* **ASSIGNMENT 1**
For the article on deoxynivalenol in cereals and feed, decide whether each statement agrees with it: (a) in maize DDGS, DON was found in 83% of positive samples; (b) the 2022 study placed Northern Europe among the three regions most contaminated with DON; (c) rainfall and mild temperatures during flowering and maturation favor Fusarium infestation of wheat and maize. Answer each with yes or no and quote the words of the article that decide it.
* **ASSIGNMENT 2**
Write what comes next in the article on deoxynivalenol in cereals and feed, starting after its last line.

* **SOURCE DOCUMENT**
···

By: Dr. Ko-Hua Tso, scientific expert, Dr. Bata Ltd.
Deoxynivalenol Occurrence in Cereals and Complete Feed Worldwide

1. Global Deoxynivalenol Occurrence

Fusarium toxins were the most frequently occurring mycotoxins globally over the past ten years [1]. Deoxynivalenol (DON) is the most common mycotoxin and a highly toxic type B trichothecene, which is a naturally occurring metabolite of fungi from Fusarium graminearum and Fusarium culmorum that may contaminate feedstuffs used in feed formulation [2,3]. Among feedstuffs that were positive for DON, corn and wheat were the most frequently contaminated [4]. In maize distiller’s dried grains with soluble (DDGS), DON showed a higher prevalence (83% of positive samples) and a higher median value (1,490 μg/kg) than in any other commodity [1]. Similar to maize DDGS, maize silage, wheat, and barley showed that DON was the most prevalent mycotoxin in these feed ingredients (62%, 65%, and 61%, respectively) [1].

In the past (from 2008 to 2017), the most DON-contaminated regions in the world were East Asia, Northern Europe, and Central America, with 84.8%, 74.2%, and 70% of the positive rate [1]. Due to global climate change, many regions experience unusual droughts, heavy rains, or abnormal temperatures (extreme hot or cold); hence the areas with the highest DON contamination have changed slightly. The newest 2022 study [5] indicated the most contaminated regions for DON were China and Taiwan, Middle East and North Africa, and South Africa, at 84%, 81%, and 77% of their feed ingredients and animal feed, respectively. It should be noted that East Asia (including China and Taiwan) has been a high-contamination area for DON from then to now. Rainfall and mild temperatures during the flowering and maturation periods were shown to favor the infestation of wheat and maize with Fusarium spp. contamination and DON production, and these climate conditions are consistent with the situation in East Asia [1,6]. 

Table 1. Regions with the top three highest occurrence of deoxynivalenol in the grain and balanced feed in the global investigations (organized data from [1,5])

Most prevalent region

2008-2017 (prevalence % change)

2022 (prevalence % change)


East Asia (2008-2017: 84.8%; 2022: 73%; ↓11.8%)

China and Taiwan (2008-2017: included in East Asia; 2022: 84%)


Northern Europe (2008-2017:74.2%; 2022:52%; ↓22.2%)

Middle East and North Africa (2008-2017: 47.8%; 2022: 81%; ↑33.2%)

···

* **DATA BLOCK**
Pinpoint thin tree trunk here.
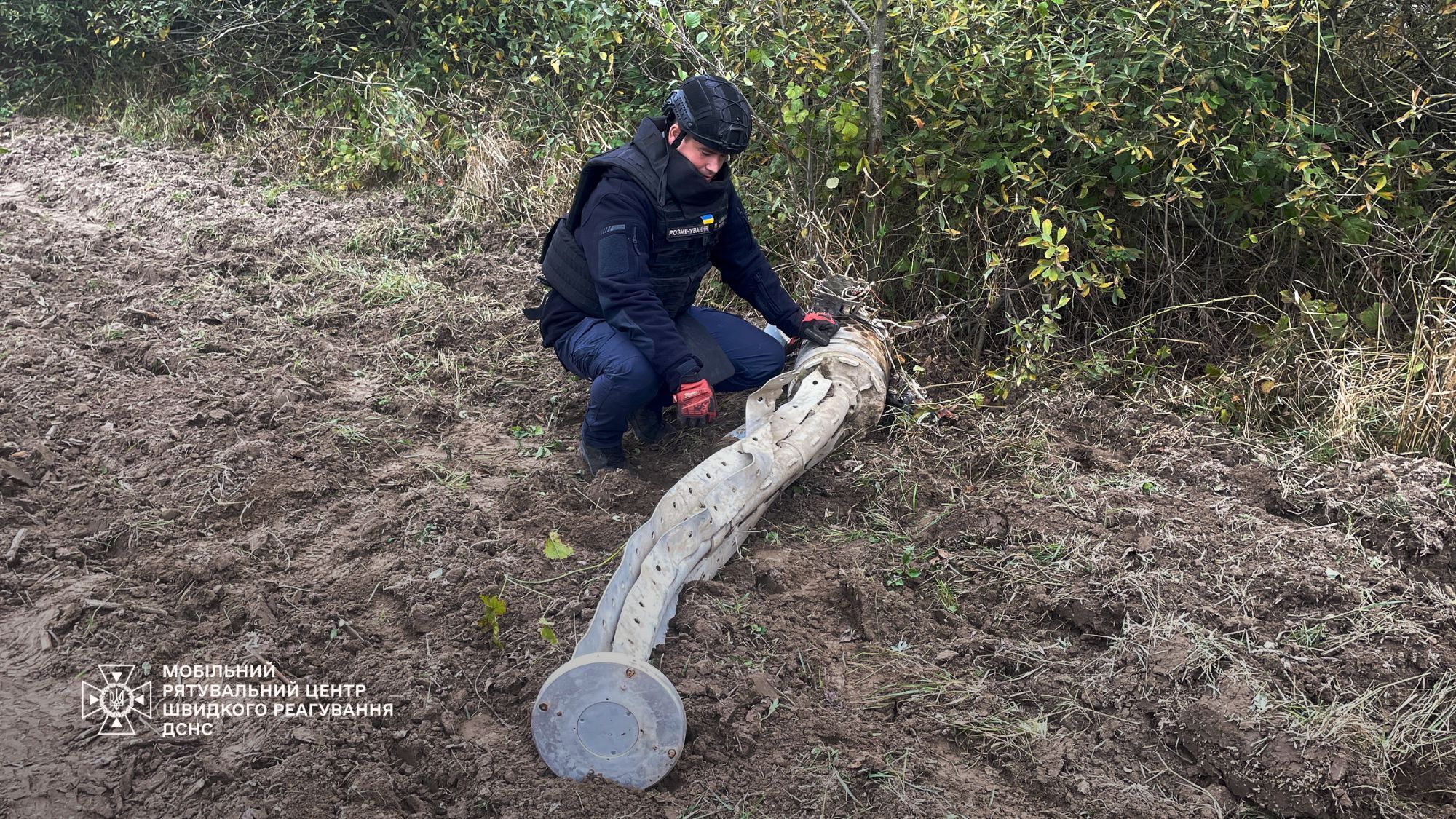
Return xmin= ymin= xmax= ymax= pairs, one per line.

···

* **ANSWER SPACE 1**
(a) Yes: "DON showed a higher prevalence (83% of positive samples)"
(b) No: "the most contaminated regions for DON were China and Taiwan, Middle East and North Africa, and South Africa"
(c) Yes: "Rainfall and mild temperatures during the flowering and maturation periods were shown to favor the infestation of wheat and maize with Fusarium spp. contamination and DON production"

* **ANSWER SPACE 2**
Central America (2008-2017: 70%; 2022: 56%; ↓14%)

South Africa (2008-2017: 63.2%; 2022: 77%; ↑13.8%)


2. Asia

2.1 East Asia

Deoxynivalenol occurrence performed along the same lines as zearalenone (ZEN) occurrence in East Asia, with DON being more prevalent (84.8% of positive samples) in East Asian raw materials and finished feed than in samples from any other region [1]. East Asia is the most contaminated region in the world with DON and ZEN, with a relatively high median concentration of 418 μg/kg detected for DON. In total, 20.6% and 0.7% of crop and compound feed exceeded the lowest (900 μg/kg) and the highest EU guidance values (8,000 μg/kg) for DON, respectively [7]. Deoxynivalenol levels of corn were low in 2013 relative to other years in this region, which may reflect the relatively lower levels of rainfall in August and September (leading up to harvest) that year in the core Chinese maize growing areas compared to the following years [1]. In the 2022 global survey [5], DON occurrence was independently calculated in China and Taiwan at 84%, which is the highest prevalence, and the rest of the countries of East Asia still had the higher occurrence (73%) of the same mycotoxin around the world. East Asia demonstrated the highest levels of DON and ZEN contamination, and these two mycotoxins have the most severe effects on porcine growth performances and reproductive abilities; hence, pig farmers and the feed industry should pay more attention to tracking and controlling DON levels in local feed ingredients and swine feed.  

2.2 South Asia

Compared to other regions, South Asia was one of the few areas where DON was not one of the top three prevalent mycotoxins, and this toxin had a 23.1% positive rate in cereal and complete feed with 96 μg/kg from 2008 to 2017 [1]. It should be noted that DON occurrence was not only the lowest, the median level was, but also the second lowest compared to the rest of the regions of the world. Due to the hot climate conditions, in 2022 [5], DON was still not one of the top three most contaminated mycotoxins because aflatoxin (AF, 85%), ochratoxin A (OTA, 77%), and T-2 toxin (T-2, 72%) contaminations were more severe than DON in the feed ingredients and compound feed from South Asia. However, in recent years, DON occurrence has risen sharply to 33% because of global climate change, and the ZEN positive rate also significantly increased at the same time; hence, the local livestock industry not only needs to track ALF, OTA and T-2 but also need to notice DON and ZEN in cereal and complete feed.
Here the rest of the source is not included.